WORK REQUIRED: Rescale the entries starting at the line containing "In the photo above, where can the cloudy" and ending at the line containing "(1189, 729)". Write out each of those lines again, requests included, with every coordinate in the answers multiplied by 2 and rounded to a whole number, halves rounded up.

Entries from a point labeling set
>> start

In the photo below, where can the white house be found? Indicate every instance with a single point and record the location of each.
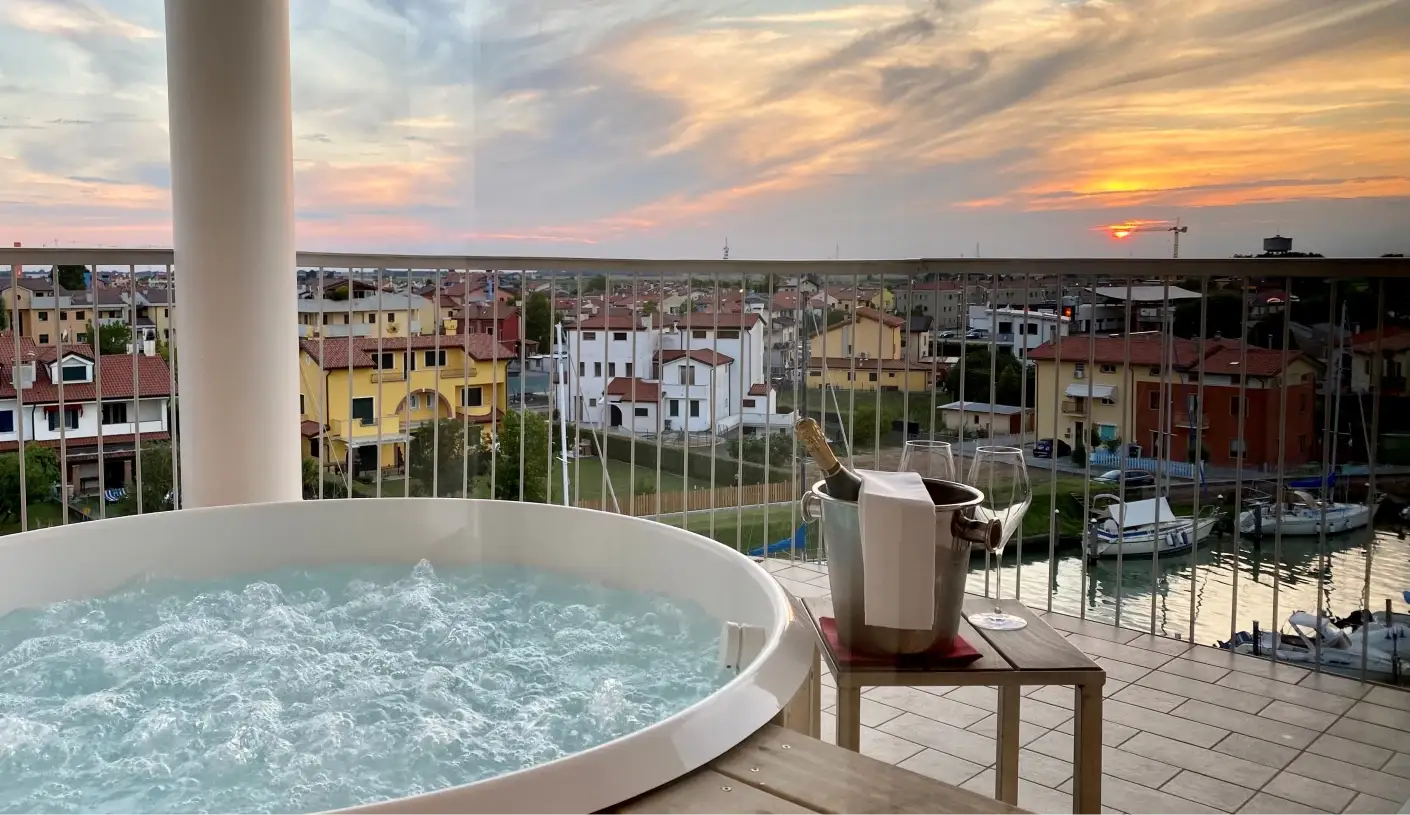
(68, 402)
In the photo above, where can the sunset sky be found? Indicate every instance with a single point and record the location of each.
(794, 129)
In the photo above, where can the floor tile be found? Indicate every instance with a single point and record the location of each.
(1352, 777)
(1310, 791)
(1371, 805)
(1265, 804)
(942, 766)
(1204, 691)
(928, 705)
(887, 746)
(1381, 715)
(1257, 750)
(1368, 733)
(1130, 654)
(1090, 628)
(1247, 724)
(1209, 791)
(1152, 698)
(1351, 752)
(1282, 691)
(1204, 762)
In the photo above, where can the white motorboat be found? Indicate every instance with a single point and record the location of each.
(1144, 528)
(1302, 513)
(1340, 650)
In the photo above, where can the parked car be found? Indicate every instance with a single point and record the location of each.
(1044, 449)
(1134, 478)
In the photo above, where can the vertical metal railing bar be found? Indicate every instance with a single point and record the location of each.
(90, 288)
(1376, 370)
(16, 274)
(1163, 416)
(378, 411)
(64, 412)
(137, 392)
(1052, 471)
(1242, 442)
(1086, 427)
(1328, 453)
(1282, 457)
(323, 401)
(1197, 453)
(1128, 384)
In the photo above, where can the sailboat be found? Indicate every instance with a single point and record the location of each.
(1144, 529)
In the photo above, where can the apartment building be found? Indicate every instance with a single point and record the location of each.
(79, 402)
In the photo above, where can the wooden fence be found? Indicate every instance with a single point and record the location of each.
(695, 499)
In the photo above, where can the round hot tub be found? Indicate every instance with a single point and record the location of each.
(578, 546)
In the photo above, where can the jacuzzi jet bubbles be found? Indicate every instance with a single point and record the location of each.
(301, 691)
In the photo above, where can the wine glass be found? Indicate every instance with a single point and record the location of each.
(929, 458)
(1001, 475)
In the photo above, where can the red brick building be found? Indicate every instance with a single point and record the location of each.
(1223, 368)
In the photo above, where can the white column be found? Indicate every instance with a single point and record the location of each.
(227, 68)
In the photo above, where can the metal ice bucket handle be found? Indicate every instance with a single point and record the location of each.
(987, 533)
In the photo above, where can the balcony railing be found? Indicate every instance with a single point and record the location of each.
(1292, 432)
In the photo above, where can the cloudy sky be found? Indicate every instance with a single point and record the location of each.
(791, 127)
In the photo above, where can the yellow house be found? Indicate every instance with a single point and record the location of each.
(872, 336)
(368, 395)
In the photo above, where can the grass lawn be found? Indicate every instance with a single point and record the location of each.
(585, 480)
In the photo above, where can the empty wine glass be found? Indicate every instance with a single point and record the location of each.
(1001, 475)
(929, 458)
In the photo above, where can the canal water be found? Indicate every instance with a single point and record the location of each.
(1224, 587)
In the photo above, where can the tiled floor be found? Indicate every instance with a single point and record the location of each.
(1189, 729)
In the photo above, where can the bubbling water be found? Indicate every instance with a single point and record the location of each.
(299, 691)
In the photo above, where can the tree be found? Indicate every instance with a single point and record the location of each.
(539, 322)
(41, 475)
(112, 337)
(533, 451)
(71, 278)
(439, 457)
(157, 482)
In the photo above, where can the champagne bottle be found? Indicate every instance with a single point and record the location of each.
(842, 482)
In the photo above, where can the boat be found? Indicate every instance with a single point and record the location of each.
(1337, 645)
(1302, 513)
(1144, 528)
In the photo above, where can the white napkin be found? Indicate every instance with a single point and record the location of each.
(897, 550)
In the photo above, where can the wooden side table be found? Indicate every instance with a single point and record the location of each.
(1031, 656)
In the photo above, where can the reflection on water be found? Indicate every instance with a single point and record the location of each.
(1173, 590)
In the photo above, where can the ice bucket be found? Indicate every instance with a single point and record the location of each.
(956, 530)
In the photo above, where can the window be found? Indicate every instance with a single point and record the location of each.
(363, 411)
(116, 412)
(71, 419)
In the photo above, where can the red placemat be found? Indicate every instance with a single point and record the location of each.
(956, 656)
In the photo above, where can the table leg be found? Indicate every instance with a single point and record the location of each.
(1086, 793)
(1006, 770)
(849, 718)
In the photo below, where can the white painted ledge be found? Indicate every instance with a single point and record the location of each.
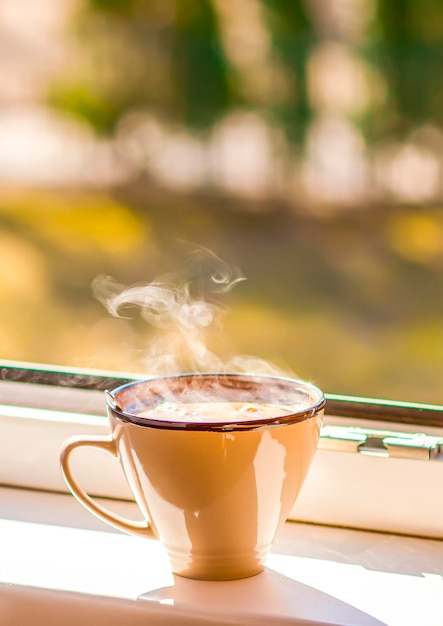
(58, 565)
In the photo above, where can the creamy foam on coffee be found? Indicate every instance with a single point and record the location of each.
(216, 411)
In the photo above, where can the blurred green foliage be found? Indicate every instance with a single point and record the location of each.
(170, 57)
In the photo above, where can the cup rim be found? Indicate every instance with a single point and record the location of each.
(231, 383)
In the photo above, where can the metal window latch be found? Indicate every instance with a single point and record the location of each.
(384, 443)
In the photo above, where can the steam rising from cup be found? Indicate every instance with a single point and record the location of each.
(177, 306)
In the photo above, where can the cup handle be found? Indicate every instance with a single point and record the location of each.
(102, 443)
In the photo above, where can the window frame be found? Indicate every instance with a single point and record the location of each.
(41, 406)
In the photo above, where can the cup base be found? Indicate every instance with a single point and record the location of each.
(219, 574)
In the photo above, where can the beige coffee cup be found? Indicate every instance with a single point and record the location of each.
(214, 491)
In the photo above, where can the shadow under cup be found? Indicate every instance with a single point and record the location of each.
(214, 491)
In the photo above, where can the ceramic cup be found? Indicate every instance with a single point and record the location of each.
(215, 463)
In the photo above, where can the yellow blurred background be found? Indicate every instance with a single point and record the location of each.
(299, 142)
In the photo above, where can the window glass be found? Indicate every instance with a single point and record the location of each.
(296, 145)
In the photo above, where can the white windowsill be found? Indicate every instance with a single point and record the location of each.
(60, 565)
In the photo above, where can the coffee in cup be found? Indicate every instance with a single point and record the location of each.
(215, 463)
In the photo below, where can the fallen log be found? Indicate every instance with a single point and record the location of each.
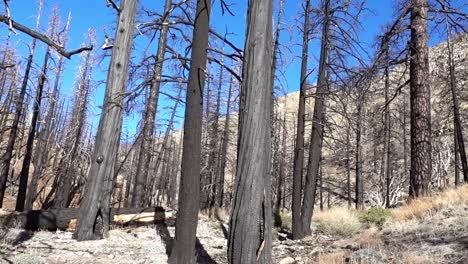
(63, 219)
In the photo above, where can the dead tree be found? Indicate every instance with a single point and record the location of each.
(150, 114)
(24, 174)
(12, 138)
(95, 204)
(298, 166)
(420, 97)
(224, 147)
(45, 135)
(250, 223)
(316, 138)
(189, 191)
(67, 167)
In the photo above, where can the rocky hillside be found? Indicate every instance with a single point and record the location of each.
(427, 231)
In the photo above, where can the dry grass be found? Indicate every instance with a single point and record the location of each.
(370, 238)
(416, 258)
(332, 258)
(421, 207)
(338, 221)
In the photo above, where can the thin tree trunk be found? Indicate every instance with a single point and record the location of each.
(224, 147)
(150, 114)
(348, 164)
(298, 166)
(96, 195)
(316, 137)
(66, 170)
(24, 174)
(12, 138)
(420, 97)
(189, 192)
(456, 113)
(250, 223)
(386, 159)
(214, 146)
(359, 180)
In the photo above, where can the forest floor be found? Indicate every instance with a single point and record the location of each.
(431, 231)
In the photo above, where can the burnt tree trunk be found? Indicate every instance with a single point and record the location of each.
(96, 196)
(24, 174)
(420, 97)
(250, 223)
(67, 168)
(150, 115)
(359, 188)
(460, 140)
(298, 165)
(12, 138)
(386, 158)
(316, 138)
(189, 191)
(224, 146)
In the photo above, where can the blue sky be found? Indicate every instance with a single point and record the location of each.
(91, 13)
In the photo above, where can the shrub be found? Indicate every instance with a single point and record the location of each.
(337, 221)
(376, 216)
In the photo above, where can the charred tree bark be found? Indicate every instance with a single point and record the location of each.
(386, 158)
(66, 169)
(298, 165)
(456, 113)
(213, 165)
(316, 137)
(250, 223)
(24, 174)
(224, 147)
(189, 191)
(96, 197)
(359, 188)
(150, 115)
(12, 138)
(420, 97)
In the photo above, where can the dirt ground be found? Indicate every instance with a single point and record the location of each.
(439, 238)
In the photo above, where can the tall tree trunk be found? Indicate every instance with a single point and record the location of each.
(12, 138)
(67, 168)
(386, 158)
(359, 180)
(24, 174)
(250, 223)
(95, 203)
(162, 150)
(150, 115)
(299, 142)
(316, 139)
(421, 157)
(281, 175)
(214, 146)
(456, 113)
(348, 163)
(189, 192)
(224, 147)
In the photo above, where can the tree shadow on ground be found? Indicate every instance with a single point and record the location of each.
(202, 254)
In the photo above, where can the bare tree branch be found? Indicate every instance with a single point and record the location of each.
(59, 48)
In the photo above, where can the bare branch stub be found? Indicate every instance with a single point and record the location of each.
(59, 48)
(110, 3)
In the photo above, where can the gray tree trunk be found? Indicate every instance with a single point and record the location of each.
(316, 137)
(420, 97)
(96, 195)
(250, 223)
(189, 191)
(298, 166)
(150, 114)
(24, 174)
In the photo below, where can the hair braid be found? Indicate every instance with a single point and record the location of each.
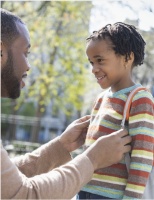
(125, 39)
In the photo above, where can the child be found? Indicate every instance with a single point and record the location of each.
(113, 52)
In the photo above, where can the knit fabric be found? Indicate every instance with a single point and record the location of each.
(114, 181)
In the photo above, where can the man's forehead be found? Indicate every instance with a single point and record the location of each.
(24, 38)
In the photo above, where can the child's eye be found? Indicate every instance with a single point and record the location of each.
(100, 60)
(91, 63)
(27, 53)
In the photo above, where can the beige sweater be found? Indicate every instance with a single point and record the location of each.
(25, 177)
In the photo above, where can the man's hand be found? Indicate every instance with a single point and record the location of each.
(108, 150)
(74, 136)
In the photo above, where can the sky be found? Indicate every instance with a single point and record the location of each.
(111, 11)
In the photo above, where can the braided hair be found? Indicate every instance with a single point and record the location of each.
(9, 31)
(125, 39)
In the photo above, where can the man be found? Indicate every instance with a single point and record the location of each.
(48, 172)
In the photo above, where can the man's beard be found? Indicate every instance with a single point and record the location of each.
(8, 78)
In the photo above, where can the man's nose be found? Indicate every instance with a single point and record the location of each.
(95, 69)
(28, 66)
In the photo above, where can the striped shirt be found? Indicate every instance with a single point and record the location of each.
(114, 181)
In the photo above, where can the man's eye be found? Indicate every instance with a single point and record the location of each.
(27, 53)
(100, 60)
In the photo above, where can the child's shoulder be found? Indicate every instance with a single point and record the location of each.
(143, 94)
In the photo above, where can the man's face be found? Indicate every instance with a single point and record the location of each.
(15, 64)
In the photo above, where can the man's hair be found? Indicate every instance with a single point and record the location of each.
(125, 39)
(9, 31)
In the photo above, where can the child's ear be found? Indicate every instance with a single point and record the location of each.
(130, 60)
(3, 50)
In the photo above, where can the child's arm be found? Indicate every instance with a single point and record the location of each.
(141, 128)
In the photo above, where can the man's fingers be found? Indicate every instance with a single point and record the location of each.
(84, 124)
(127, 148)
(85, 118)
(126, 139)
(122, 132)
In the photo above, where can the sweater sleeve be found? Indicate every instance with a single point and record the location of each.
(43, 159)
(141, 128)
(60, 183)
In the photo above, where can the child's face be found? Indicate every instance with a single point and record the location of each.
(109, 68)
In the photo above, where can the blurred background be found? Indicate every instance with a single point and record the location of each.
(60, 87)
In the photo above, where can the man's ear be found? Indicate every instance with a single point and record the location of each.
(3, 54)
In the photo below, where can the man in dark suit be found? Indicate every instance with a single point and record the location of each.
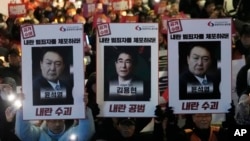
(49, 88)
(196, 82)
(125, 86)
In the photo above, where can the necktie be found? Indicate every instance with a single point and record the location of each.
(58, 87)
(204, 82)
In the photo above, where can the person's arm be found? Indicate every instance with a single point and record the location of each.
(24, 129)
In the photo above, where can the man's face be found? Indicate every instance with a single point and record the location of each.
(52, 66)
(124, 66)
(55, 126)
(199, 61)
(202, 121)
(14, 60)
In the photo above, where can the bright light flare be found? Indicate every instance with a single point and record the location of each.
(73, 137)
(17, 104)
(11, 97)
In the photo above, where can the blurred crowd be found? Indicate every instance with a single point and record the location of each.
(166, 127)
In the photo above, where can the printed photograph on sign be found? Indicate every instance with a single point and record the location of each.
(199, 71)
(127, 73)
(52, 80)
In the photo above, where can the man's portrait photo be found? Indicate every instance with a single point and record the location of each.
(52, 80)
(199, 71)
(127, 73)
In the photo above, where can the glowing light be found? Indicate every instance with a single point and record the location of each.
(17, 104)
(73, 137)
(11, 97)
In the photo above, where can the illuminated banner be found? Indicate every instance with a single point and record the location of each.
(199, 65)
(53, 62)
(17, 9)
(127, 68)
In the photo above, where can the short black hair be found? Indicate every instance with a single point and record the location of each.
(127, 50)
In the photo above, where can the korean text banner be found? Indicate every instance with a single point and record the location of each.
(52, 71)
(199, 65)
(127, 69)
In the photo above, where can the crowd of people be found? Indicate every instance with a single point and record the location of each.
(198, 127)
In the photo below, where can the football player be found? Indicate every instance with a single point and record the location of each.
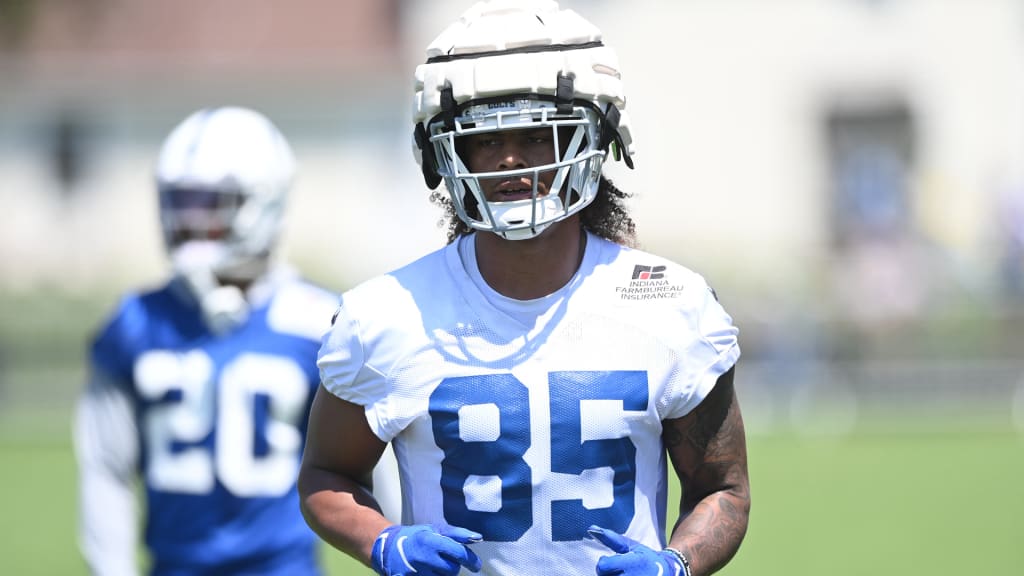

>> end

EXERCISE ANSWER:
In the photo above, where can the cloudy sky be found? Indicate every instance with a single point and record the location of each.
(1582, 254)
In the photo above, where can the yellow house be found? Indicate every instance with a single point and record the location of each.
(1744, 672)
(736, 790)
In the photo above, where can the grass lawn be found? Indicate every instance with a single point and record the location of each.
(1170, 960)
In the photo above, where can the empty wine glass be found? Indicate every instance with a single point and record the location of each.
(2002, 950)
(1858, 916)
In the photo above, where can the canal water be found? Indicate every instance with a single point and record the location of each.
(2448, 1174)
In the photo above, where can the tiled floor be found? Indicate every instance with a single point and record the location of each.
(2378, 1458)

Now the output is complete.